[Items from a data source]
┄┄┄┄┄┄┄┄┄┄
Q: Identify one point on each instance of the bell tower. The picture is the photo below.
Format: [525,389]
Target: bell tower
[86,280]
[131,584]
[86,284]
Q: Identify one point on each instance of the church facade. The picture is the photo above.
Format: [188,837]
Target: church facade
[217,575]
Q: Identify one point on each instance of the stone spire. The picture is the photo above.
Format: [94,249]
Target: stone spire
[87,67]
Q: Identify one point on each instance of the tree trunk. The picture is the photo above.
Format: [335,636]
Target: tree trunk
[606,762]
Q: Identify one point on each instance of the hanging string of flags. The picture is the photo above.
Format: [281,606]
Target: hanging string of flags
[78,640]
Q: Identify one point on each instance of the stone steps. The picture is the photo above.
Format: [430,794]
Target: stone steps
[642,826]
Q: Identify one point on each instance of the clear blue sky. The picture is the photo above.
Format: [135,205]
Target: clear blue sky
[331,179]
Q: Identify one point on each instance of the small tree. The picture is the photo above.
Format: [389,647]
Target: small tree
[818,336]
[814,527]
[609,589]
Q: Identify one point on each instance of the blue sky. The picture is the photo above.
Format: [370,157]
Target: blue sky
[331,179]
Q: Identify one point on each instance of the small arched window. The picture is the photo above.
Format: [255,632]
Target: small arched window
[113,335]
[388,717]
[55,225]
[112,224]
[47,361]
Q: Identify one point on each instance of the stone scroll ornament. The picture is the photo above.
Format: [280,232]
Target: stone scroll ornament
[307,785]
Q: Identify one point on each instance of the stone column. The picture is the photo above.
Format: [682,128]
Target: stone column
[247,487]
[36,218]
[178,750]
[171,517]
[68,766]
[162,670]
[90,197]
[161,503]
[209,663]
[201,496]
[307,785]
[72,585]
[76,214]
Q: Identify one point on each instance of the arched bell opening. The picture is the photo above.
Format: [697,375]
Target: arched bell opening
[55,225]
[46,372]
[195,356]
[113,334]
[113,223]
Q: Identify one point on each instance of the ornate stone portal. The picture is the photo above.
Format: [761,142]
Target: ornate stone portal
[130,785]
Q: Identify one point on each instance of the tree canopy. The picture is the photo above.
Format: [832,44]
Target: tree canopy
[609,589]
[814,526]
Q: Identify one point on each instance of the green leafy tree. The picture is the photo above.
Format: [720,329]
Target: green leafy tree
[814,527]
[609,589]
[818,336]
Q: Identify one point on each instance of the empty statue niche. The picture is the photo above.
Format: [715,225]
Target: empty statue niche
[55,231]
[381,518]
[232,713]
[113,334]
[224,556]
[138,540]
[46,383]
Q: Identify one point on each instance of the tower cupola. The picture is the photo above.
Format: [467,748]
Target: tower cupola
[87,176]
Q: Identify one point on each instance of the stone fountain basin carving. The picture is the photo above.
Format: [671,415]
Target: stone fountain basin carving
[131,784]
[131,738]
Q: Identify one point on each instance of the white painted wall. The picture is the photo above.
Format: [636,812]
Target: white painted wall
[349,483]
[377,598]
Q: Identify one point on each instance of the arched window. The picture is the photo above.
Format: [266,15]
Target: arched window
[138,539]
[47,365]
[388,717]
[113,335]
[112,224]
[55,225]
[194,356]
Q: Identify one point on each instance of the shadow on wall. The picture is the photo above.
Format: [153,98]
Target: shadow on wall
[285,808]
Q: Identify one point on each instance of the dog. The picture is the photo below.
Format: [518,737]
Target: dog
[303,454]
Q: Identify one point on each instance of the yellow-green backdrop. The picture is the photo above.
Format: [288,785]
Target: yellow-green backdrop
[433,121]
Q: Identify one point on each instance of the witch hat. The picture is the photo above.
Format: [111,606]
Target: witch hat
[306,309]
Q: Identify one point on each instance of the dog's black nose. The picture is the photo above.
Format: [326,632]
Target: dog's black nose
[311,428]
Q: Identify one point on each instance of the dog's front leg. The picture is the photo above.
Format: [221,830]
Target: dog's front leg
┄┄┄┄┄┄┄┄┄┄
Exercise objective »
From the entries above, show each line that includes the string "front".

Solution to this problem »
Q: Identify one point on each instance of the dog's front leg. The picture is the photo above.
Target: dog's front leg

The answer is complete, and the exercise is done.